◆ DIRECTION: Turn the stretch from the start of the data through the line containing "top-left (425, 89), bottom-right (444, 134)", both ends included, into a two-column CSV headed input and output. Give one row for each In line with its Out result, each in a single quoted field with line breaks replaced by spaces, and leave the pictures out.
<<<<
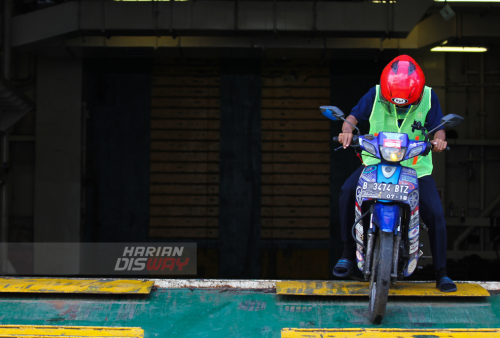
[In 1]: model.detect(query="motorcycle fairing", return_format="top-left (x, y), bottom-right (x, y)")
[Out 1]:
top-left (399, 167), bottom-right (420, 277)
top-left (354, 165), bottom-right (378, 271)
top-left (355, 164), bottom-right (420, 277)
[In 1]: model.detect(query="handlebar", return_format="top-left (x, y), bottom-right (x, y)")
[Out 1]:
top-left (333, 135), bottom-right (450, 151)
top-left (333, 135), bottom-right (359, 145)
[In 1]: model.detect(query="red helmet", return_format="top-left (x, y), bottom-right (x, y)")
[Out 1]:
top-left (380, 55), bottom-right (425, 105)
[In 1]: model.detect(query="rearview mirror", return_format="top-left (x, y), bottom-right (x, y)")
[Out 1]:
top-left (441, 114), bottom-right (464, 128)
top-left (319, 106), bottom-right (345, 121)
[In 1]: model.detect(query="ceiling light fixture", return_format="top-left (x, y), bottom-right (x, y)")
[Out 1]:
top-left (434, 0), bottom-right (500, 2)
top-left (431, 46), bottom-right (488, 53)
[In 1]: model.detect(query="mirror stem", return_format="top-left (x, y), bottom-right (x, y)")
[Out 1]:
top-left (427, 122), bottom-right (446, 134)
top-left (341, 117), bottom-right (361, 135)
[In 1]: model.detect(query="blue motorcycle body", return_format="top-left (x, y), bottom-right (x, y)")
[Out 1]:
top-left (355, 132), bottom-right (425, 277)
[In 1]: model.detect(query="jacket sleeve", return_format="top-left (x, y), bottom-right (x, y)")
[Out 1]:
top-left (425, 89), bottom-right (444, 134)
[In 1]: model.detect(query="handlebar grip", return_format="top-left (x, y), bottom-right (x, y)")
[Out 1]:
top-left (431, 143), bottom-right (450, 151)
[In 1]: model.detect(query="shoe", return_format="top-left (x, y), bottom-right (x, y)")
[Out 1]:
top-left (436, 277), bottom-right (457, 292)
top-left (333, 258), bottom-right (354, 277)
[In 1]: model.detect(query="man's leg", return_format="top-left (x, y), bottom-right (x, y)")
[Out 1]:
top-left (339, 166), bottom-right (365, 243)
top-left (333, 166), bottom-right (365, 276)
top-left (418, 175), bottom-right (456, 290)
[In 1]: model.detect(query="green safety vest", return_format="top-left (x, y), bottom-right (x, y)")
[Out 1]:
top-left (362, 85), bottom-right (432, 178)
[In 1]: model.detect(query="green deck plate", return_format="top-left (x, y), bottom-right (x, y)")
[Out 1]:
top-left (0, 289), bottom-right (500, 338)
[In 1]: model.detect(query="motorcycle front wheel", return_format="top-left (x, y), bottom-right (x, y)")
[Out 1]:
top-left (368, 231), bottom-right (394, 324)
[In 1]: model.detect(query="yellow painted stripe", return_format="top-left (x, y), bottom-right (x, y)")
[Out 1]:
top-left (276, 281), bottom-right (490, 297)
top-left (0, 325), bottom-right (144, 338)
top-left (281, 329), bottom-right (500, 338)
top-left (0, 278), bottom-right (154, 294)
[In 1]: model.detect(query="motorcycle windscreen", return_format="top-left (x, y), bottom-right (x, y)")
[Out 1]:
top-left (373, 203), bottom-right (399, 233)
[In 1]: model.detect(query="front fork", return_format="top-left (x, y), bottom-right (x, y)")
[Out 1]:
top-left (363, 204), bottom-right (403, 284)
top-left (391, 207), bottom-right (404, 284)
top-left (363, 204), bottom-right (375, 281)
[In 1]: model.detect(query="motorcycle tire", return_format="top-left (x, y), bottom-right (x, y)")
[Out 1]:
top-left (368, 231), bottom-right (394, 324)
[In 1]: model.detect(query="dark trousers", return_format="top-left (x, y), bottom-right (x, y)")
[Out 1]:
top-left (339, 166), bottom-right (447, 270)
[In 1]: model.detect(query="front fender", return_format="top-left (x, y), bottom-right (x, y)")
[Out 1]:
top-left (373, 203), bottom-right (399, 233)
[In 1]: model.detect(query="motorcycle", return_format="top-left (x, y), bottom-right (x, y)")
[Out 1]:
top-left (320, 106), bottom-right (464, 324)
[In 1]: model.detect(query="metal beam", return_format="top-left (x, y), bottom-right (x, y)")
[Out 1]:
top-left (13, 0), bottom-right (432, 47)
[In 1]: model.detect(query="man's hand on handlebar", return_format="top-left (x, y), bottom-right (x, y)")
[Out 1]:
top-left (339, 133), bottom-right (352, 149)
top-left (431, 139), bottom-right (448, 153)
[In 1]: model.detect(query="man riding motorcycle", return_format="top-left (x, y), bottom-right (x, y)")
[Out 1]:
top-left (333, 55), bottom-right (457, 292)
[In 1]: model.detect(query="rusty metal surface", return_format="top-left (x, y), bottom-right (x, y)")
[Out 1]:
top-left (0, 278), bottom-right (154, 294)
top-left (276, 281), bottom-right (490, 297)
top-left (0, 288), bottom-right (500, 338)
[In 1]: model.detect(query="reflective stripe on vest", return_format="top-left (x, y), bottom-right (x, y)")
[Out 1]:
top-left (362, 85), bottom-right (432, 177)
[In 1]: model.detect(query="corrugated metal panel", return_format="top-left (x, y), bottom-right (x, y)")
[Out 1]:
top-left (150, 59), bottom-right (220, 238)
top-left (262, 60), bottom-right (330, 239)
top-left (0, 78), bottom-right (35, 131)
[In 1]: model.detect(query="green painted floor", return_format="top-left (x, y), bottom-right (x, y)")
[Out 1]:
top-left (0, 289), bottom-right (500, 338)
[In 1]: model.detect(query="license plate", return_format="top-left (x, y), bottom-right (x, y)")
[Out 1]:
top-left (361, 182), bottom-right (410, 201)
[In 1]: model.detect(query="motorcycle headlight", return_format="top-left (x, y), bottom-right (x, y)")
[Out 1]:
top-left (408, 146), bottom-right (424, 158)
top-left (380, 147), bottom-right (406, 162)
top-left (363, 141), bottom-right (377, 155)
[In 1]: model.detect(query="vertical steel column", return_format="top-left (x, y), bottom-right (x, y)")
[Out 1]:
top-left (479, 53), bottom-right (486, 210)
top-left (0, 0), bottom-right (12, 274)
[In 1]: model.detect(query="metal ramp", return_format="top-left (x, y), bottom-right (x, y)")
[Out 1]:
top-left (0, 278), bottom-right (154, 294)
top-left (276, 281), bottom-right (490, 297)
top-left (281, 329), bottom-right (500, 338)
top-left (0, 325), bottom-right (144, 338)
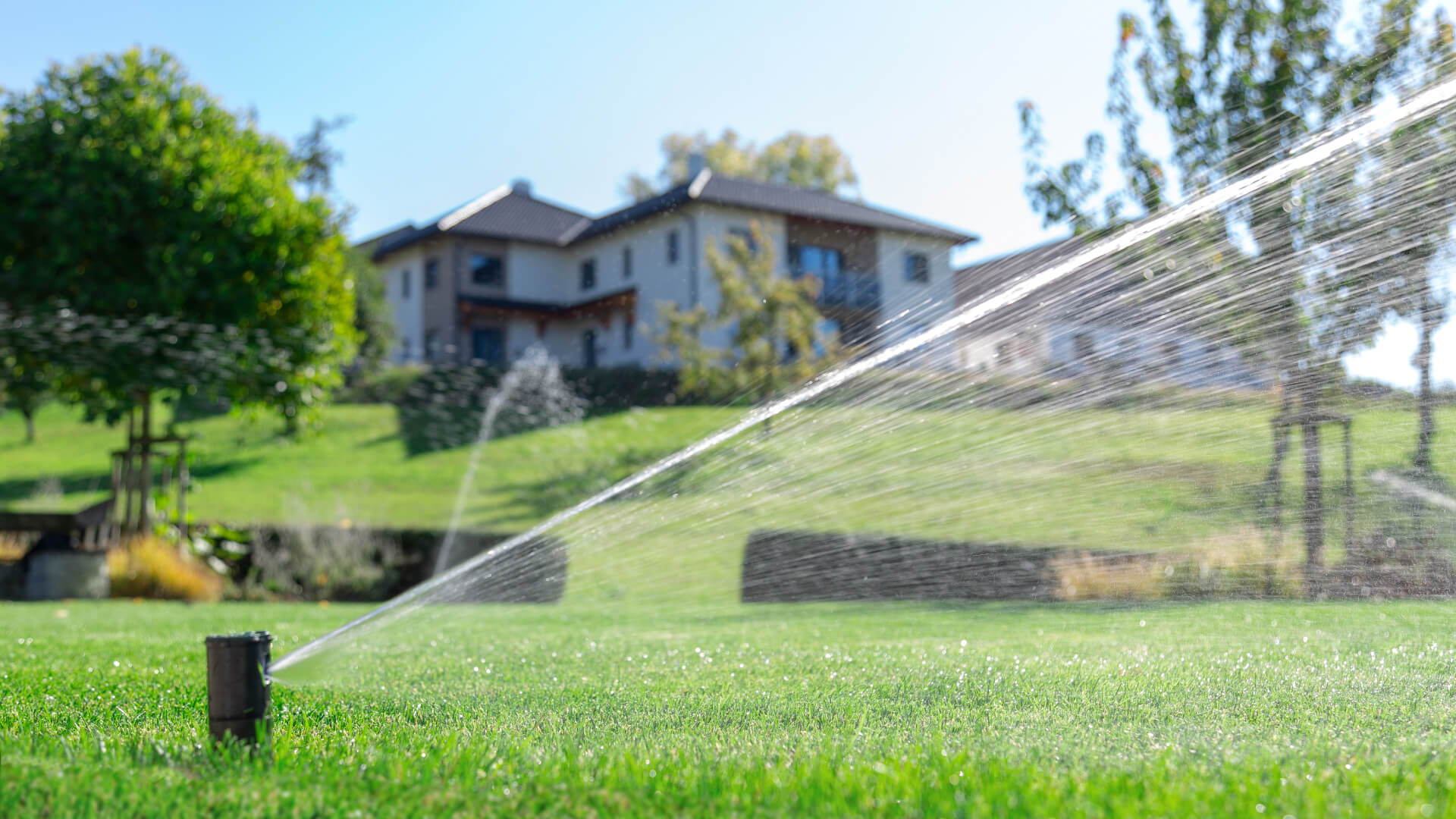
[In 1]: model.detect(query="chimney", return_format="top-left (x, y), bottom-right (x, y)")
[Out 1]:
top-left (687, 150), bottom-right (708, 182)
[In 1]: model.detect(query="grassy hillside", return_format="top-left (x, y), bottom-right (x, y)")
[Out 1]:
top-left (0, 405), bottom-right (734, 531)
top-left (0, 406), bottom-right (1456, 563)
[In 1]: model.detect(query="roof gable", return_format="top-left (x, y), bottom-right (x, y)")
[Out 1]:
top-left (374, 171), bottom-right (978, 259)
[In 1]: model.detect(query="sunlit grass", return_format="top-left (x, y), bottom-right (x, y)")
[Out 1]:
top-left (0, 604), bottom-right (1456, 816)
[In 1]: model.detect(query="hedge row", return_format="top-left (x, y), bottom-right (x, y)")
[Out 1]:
>>>>
◆ THE SOLUTION:
input,output
"[In 1]: model.detect(query=""motorcycle fairing"", return_format=""top-left (x, y), bottom-right (x, y)"") [Out 1]:","top-left (399, 167), bottom-right (420, 277) top-left (354, 165), bottom-right (378, 271) top-left (355, 164), bottom-right (420, 277)"
"[In 1]: model.detect(query=""handlebar"", return_format=""top-left (x, y), bottom-right (x, y)"") [Out 1]:","top-left (333, 135), bottom-right (450, 151) top-left (333, 135), bottom-right (359, 145)"
"[In 1]: model.detect(query=""red helmet"", return_format=""top-left (x, y), bottom-right (x, y)"") [Out 1]:","top-left (380, 55), bottom-right (425, 105)"
"[In 1]: model.detect(query=""rearview mirror"", return_format=""top-left (x, y), bottom-right (x, y)"") [Out 1]:","top-left (441, 114), bottom-right (464, 128) top-left (319, 106), bottom-right (345, 121)"
"[In 1]: model.detect(query=""ceiling light fixture"", return_format=""top-left (x, y), bottom-right (x, y)"") [Out 1]:","top-left (434, 0), bottom-right (500, 2) top-left (431, 46), bottom-right (488, 53)"
"[In 1]: model.detect(query=""mirror stem"", return_format=""top-left (x, y), bottom-right (x, y)"") [Out 1]:","top-left (427, 122), bottom-right (446, 134) top-left (341, 117), bottom-right (361, 135)"
"[In 1]: model.detect(query=""blue motorcycle body"", return_format=""top-left (x, y), bottom-right (x, y)"") [Out 1]:","top-left (355, 132), bottom-right (425, 277)"
"[In 1]: model.detect(query=""jacket sleeve"", return_format=""top-left (x, y), bottom-right (x, y)"") [Out 1]:","top-left (425, 89), bottom-right (444, 134)"